TASK DIRECTIONS:
Copy out the lines from the one holding "Point out the wooden" through the end of the entries, inclusive, swapping "wooden beam" for "timber beam" and leaving everything else untouched.

DATA PROVIDED:

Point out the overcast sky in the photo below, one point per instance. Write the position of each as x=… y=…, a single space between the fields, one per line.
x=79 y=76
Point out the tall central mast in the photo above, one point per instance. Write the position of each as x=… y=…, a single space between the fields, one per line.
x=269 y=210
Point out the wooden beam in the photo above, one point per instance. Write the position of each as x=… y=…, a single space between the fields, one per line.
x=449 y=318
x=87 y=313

RESULT FOR THIS TASK:
Point out the timber beam in the photo above, one point per instance. Write the position of each as x=… y=…, a single space between the fields, one per line.
x=449 y=318
x=87 y=313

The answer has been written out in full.